Short task:
Express part of the material as a Markdown table with the columns "Row" and "Line." Begin with the line containing "Excuse me, can you point out where the tree canopy" and continue through the line containing "[417,250,504,336]", numbering each line, skipping blank lines, and leaving out the pictures.

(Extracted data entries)

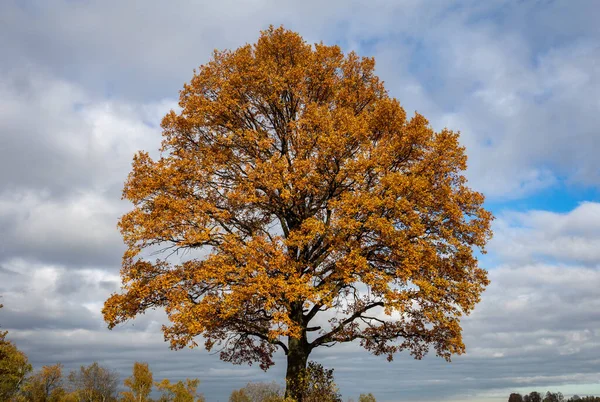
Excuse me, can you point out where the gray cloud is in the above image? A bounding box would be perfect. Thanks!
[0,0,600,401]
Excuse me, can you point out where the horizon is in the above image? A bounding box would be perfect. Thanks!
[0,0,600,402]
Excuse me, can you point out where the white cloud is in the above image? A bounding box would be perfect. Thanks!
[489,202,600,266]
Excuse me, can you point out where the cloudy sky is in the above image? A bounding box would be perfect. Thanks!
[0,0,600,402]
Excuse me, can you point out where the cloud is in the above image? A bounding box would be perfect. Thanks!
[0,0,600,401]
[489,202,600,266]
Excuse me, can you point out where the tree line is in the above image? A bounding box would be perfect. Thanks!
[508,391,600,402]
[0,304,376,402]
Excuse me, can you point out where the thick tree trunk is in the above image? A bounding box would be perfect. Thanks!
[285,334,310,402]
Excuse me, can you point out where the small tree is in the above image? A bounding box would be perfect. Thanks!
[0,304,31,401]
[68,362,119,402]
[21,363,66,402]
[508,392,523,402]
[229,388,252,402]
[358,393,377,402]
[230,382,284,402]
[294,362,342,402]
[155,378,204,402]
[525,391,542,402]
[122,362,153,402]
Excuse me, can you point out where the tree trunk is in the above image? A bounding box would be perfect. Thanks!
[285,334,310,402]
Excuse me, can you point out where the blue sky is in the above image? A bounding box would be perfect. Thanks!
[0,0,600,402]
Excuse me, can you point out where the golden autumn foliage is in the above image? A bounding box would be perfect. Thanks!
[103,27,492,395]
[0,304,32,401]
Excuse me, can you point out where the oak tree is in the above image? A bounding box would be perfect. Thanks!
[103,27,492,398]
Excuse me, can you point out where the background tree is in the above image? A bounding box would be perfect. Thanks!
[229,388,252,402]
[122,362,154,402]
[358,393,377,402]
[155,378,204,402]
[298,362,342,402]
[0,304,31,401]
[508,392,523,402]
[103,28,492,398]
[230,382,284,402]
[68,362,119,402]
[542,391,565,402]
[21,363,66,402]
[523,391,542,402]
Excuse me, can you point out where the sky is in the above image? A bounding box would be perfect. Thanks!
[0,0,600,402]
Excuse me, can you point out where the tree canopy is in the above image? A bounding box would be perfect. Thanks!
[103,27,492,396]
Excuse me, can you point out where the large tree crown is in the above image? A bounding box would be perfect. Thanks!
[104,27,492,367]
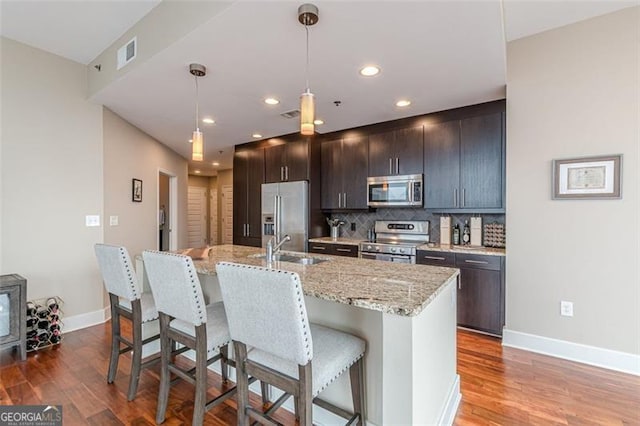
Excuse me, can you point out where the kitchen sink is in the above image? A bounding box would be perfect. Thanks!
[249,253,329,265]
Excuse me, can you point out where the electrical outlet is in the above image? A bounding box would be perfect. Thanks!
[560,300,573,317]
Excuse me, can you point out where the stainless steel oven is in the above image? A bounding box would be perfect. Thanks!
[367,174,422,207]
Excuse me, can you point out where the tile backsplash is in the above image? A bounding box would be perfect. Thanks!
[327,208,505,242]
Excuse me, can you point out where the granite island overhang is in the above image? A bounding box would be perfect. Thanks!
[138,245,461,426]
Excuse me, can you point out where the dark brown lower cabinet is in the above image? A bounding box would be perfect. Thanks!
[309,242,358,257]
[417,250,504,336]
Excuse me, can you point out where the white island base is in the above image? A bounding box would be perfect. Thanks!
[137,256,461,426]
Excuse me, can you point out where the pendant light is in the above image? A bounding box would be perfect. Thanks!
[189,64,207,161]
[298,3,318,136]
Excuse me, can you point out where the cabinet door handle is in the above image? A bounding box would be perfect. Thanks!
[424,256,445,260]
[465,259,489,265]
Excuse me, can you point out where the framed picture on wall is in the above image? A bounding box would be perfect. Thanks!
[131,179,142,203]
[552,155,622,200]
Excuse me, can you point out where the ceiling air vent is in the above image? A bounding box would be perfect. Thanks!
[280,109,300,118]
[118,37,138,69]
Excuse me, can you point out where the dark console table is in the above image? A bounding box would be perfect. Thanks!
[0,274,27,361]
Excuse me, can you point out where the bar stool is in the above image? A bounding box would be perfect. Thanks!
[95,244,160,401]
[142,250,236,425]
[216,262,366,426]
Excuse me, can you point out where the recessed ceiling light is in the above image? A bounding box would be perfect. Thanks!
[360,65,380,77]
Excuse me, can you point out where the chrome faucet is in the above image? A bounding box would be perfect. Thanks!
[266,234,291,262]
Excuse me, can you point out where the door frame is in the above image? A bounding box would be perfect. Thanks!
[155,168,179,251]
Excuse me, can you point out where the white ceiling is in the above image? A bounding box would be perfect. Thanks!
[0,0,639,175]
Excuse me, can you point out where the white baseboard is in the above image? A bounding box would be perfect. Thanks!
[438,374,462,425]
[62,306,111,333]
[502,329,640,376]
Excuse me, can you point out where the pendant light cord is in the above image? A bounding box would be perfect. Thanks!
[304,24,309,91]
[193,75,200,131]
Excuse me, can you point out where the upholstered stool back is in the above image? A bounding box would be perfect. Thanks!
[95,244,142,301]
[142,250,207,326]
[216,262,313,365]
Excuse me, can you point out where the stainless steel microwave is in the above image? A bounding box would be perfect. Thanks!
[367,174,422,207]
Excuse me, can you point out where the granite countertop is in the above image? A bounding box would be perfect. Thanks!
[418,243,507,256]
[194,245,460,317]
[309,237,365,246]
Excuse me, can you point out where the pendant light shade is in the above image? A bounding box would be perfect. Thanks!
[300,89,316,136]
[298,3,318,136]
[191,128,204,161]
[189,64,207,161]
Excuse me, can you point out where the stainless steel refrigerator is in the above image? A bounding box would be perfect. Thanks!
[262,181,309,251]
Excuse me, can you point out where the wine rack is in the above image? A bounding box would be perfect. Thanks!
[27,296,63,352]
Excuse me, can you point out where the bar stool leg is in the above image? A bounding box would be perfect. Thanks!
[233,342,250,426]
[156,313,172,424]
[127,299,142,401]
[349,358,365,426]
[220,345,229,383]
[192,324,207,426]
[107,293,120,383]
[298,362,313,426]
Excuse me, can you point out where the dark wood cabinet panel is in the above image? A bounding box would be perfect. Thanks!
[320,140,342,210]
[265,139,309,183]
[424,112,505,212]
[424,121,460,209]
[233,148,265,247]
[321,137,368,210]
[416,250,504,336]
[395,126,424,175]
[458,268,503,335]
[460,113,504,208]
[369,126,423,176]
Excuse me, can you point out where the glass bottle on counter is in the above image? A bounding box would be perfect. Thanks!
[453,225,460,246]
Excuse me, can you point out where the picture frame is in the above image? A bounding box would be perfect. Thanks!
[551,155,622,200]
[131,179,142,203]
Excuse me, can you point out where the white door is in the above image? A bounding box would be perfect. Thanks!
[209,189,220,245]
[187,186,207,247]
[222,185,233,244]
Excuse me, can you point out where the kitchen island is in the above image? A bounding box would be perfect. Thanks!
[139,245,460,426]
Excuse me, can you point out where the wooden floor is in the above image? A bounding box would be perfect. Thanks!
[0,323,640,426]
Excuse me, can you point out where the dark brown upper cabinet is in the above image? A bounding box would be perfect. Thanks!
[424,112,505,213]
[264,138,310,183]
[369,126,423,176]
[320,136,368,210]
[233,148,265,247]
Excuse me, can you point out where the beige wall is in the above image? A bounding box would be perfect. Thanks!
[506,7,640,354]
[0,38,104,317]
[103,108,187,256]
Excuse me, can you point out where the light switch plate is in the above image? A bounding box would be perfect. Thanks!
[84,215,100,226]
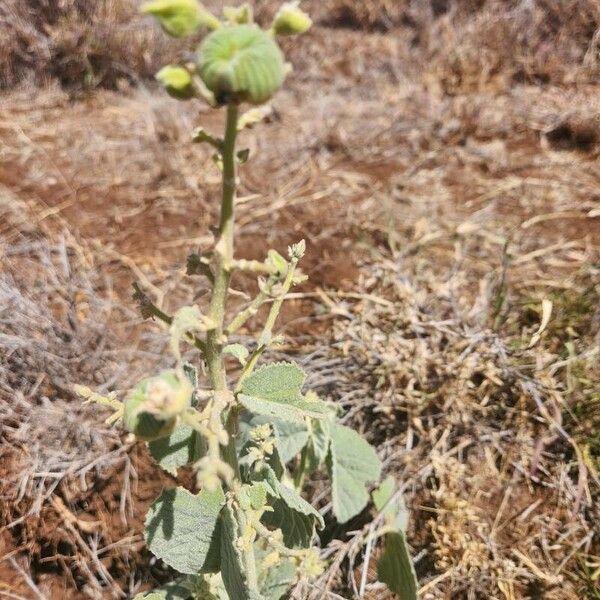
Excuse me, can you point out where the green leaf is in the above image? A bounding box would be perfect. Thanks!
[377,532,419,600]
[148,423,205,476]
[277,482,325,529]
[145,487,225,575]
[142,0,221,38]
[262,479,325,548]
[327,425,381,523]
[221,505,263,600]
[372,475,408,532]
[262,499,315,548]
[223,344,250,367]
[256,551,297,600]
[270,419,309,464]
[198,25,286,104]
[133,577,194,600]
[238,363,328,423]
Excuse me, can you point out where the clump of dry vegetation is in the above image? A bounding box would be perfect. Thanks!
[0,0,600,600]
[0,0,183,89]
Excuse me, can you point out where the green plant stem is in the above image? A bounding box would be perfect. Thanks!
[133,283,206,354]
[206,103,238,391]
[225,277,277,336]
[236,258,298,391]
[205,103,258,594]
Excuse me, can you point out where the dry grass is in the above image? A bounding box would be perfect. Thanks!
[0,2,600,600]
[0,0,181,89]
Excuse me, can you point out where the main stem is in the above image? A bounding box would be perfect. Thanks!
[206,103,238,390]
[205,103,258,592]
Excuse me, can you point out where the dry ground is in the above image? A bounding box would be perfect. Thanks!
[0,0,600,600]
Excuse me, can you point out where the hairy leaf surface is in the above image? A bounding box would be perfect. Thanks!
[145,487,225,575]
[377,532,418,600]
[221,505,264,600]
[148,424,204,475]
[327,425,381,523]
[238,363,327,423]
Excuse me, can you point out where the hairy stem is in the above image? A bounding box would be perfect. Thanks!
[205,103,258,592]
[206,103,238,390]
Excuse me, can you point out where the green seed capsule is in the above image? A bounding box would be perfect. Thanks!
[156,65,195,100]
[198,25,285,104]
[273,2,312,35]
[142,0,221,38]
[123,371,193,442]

* * *

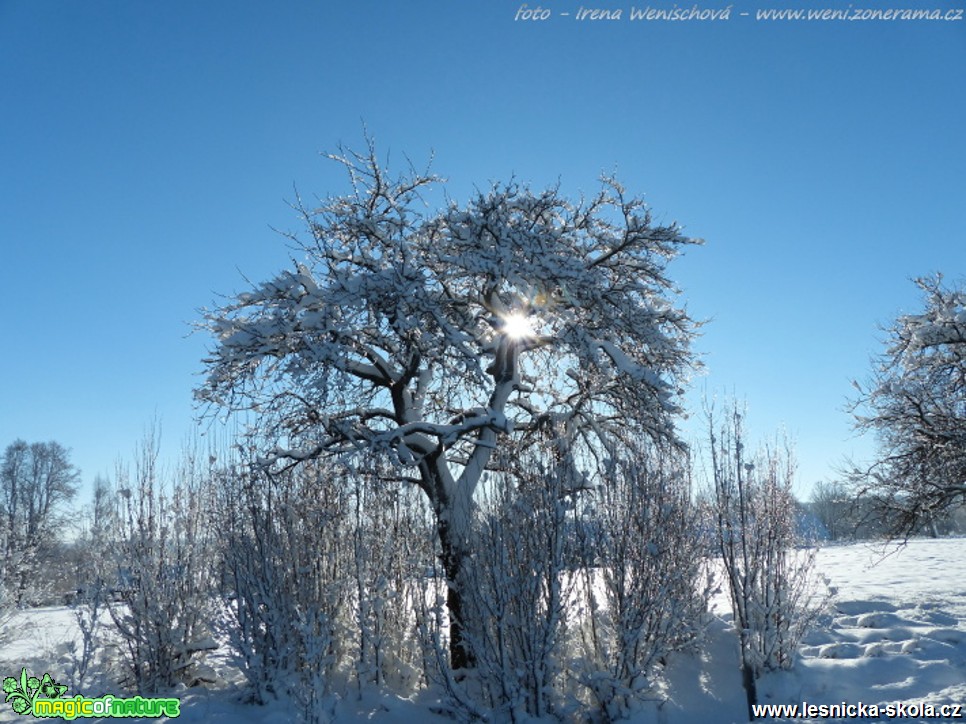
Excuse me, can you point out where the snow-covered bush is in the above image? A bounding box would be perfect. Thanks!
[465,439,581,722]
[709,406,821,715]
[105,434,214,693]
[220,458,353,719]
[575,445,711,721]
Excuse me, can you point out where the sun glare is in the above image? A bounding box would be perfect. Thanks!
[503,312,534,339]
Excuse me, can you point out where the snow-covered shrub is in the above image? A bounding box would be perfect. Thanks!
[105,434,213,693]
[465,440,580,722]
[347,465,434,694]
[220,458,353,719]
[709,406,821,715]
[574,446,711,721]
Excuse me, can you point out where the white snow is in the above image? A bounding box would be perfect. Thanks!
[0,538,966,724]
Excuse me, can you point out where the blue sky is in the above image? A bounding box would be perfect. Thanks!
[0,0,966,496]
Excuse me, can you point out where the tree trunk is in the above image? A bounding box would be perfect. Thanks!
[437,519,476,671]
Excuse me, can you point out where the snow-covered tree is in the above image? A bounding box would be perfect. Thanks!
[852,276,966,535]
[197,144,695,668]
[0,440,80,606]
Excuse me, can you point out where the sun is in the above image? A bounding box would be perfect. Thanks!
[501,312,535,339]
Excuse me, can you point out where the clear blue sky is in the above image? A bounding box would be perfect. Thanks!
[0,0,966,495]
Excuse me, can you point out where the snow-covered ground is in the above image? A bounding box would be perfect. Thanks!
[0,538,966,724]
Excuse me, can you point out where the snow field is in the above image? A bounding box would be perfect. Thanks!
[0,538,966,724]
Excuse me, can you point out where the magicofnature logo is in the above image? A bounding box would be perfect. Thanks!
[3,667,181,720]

Reply to the exercise:
| Row | Line |
|---|---|
| 1 | Excuse me, can you point out where the tree canopy is in the above image? A bounding box would be perfect. Thanks! |
| 2 | [103,27,492,396] |
| 3 | Excuse me, can you point out where the large tree crown is in the above image? A bounding box would be perfect. Thanks! |
| 4 | [104,27,492,367] |
| 5 | Excuse me, can you point out where the kitchen sink is in the above image? A bounding box would be perfect. Thanks! |
| 6 | [249,253,329,265] |
| 7 | Excuse me, can you point out where the electrical outlet is in the above image? A bounding box would be perfect. Thanks! |
| 8 | [560,300,573,317] |
| 9 | Excuse me, can you point out where the stainless steel oven is in the above image? A bounding box would be perfect. Thanks! |
| 10 | [367,174,422,207] |
| 11 | Excuse me, can you point out where the tile backsplash is in the above image? A bounding box would be perfect. Thanks! |
| 12 | [327,208,505,242] |
| 13 | Excuse me, can you point out where the granite island overhang is in the above image? A bounding box would be perfect. Thanks! |
| 14 | [138,245,461,426] |
| 15 | Excuse me, can you point out where the dark brown lower cabinet is in the above image? A bounding box would be perfect. Thanks! |
| 16 | [309,242,358,257] |
| 17 | [417,250,504,336] |